▶ Instruction
Only the lines from the one containing "Thank you for the photo. Could you point to the blue" through the end of the material are to be echoed, each exactly as it appears.

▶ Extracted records

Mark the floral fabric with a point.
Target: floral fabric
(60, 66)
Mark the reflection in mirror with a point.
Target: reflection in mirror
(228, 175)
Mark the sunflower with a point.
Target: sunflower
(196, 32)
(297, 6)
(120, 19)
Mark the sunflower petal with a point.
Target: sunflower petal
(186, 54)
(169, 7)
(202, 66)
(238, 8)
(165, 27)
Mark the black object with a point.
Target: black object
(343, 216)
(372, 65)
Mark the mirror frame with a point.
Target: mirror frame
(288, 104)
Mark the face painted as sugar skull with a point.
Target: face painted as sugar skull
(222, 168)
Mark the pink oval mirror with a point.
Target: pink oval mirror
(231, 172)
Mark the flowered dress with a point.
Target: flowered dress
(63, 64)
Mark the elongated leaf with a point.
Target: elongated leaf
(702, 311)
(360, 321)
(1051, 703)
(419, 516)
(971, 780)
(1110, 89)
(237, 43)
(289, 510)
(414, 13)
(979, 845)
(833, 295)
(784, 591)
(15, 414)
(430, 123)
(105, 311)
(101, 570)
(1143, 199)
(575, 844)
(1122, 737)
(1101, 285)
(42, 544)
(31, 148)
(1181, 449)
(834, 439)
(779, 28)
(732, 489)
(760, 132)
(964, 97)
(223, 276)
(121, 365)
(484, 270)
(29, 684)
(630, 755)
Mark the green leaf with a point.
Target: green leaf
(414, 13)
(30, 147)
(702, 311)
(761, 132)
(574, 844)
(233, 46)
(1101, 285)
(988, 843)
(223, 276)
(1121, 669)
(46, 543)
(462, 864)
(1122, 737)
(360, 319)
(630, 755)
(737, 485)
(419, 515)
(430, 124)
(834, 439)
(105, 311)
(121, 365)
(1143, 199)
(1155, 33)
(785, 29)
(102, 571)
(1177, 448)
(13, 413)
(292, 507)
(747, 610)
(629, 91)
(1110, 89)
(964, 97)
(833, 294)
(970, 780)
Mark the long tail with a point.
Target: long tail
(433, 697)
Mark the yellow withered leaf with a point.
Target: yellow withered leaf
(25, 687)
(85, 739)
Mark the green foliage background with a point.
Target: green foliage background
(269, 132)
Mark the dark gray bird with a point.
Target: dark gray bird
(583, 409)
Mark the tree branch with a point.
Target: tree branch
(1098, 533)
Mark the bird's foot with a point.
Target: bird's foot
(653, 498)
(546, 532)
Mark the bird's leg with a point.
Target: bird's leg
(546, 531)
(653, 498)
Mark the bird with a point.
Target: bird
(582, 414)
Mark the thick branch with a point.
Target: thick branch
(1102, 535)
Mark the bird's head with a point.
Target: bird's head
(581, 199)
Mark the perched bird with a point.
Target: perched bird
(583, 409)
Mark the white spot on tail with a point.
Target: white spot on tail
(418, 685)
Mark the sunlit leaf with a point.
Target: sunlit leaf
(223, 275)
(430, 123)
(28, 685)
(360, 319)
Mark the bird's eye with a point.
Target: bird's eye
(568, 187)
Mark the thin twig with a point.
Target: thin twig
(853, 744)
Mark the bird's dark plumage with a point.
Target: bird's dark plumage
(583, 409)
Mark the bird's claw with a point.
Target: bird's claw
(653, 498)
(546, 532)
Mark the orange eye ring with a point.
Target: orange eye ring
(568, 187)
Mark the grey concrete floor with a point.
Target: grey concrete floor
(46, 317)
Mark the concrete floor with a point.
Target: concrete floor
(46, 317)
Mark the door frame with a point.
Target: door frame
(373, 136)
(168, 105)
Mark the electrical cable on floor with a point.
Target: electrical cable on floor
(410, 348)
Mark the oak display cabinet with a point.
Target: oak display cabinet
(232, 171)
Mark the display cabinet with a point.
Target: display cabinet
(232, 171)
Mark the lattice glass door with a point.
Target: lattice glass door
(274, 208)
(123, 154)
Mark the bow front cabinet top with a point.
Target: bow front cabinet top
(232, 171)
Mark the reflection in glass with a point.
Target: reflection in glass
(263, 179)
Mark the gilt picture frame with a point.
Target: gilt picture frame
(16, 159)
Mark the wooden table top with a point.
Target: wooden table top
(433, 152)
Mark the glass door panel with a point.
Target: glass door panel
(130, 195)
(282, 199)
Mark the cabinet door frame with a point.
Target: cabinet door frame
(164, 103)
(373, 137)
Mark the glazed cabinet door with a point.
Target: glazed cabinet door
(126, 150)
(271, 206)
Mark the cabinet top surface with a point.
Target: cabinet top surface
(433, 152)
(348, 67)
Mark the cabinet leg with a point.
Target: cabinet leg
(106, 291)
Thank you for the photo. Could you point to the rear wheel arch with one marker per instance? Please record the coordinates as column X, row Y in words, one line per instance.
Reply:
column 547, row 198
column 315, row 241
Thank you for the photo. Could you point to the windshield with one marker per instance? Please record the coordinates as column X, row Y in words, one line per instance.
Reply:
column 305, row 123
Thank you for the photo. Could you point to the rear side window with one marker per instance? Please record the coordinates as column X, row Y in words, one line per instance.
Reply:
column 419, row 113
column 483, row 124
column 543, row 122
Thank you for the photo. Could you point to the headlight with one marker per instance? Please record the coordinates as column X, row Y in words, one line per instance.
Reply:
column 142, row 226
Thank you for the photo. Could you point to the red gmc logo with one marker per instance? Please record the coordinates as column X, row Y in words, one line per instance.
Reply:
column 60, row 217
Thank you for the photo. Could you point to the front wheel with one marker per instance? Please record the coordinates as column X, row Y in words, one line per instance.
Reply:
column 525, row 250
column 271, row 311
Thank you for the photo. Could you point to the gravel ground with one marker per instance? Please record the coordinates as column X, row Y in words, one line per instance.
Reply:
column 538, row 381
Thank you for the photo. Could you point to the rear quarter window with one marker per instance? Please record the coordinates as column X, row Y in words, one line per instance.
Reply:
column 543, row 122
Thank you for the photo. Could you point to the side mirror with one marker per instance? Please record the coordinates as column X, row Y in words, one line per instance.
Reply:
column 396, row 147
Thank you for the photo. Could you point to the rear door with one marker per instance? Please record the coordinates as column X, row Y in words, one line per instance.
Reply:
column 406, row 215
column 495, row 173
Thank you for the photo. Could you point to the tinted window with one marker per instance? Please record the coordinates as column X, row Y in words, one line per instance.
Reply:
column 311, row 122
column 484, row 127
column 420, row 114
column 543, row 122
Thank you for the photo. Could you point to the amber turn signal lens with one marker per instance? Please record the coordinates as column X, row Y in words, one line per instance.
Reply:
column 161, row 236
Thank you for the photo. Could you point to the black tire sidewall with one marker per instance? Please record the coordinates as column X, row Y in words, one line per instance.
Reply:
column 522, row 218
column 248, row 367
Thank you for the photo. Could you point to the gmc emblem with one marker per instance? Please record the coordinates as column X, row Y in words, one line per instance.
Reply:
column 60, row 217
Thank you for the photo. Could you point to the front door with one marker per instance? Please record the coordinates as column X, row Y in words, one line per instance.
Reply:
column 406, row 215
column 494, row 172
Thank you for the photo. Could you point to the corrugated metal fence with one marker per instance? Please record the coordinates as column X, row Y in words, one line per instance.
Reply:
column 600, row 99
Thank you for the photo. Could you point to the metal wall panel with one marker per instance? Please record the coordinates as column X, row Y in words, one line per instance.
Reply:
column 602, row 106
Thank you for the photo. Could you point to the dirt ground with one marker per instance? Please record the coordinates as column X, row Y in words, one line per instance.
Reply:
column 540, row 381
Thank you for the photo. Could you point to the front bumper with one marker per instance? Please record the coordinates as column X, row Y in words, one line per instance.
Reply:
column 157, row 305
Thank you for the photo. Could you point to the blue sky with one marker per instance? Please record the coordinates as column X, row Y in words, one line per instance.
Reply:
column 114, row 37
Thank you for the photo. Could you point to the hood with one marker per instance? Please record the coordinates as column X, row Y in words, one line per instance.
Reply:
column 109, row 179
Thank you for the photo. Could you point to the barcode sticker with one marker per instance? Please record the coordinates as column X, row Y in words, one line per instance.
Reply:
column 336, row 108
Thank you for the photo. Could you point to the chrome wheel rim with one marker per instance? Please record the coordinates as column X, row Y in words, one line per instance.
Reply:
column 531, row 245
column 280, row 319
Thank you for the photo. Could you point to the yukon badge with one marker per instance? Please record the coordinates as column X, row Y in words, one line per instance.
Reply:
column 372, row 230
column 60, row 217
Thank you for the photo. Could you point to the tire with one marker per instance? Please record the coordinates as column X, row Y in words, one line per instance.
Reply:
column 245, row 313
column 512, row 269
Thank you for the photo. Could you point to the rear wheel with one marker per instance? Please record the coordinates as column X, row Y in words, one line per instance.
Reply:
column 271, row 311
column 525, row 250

▶ Correct result
Thank you for the photo. Could you point to the blue sky with one marker per instance? Please record the coordinates as column X, row Y in words, one line per instance.
Reply:
column 114, row 37
Thank you for the photo. Could you point to the hood with one marker per instance? Please record the coordinates as column X, row Y in words, one line per instance.
Reply:
column 109, row 179
Thank you for the photo. Could you point to the barcode sticker with one marker per instance? Please record the coordinates as column X, row Y in words, one line per instance.
Reply:
column 336, row 108
Thank you for the photo. Could you point to the chrome wheel rim with one marker per instance? Please record the coordinates as column X, row Y in words, one line per instance.
Reply:
column 531, row 245
column 280, row 319
Thank you for the photo. Could you point to the yukon badge with one marker per instance? Please record the coordinates as column X, row Y in words, one line per instance.
Reply:
column 372, row 230
column 60, row 217
Thank you for the photo. Could you point to the tire with one marker per instance? Please record the coordinates as column X, row Y in words, one line per instance.
Reply:
column 245, row 313
column 512, row 269
Thank you for the photo. Could you point to the rear wheel with one marker per instance? Please record the coordinates as column X, row Y in words, one line per instance.
Reply:
column 271, row 311
column 525, row 250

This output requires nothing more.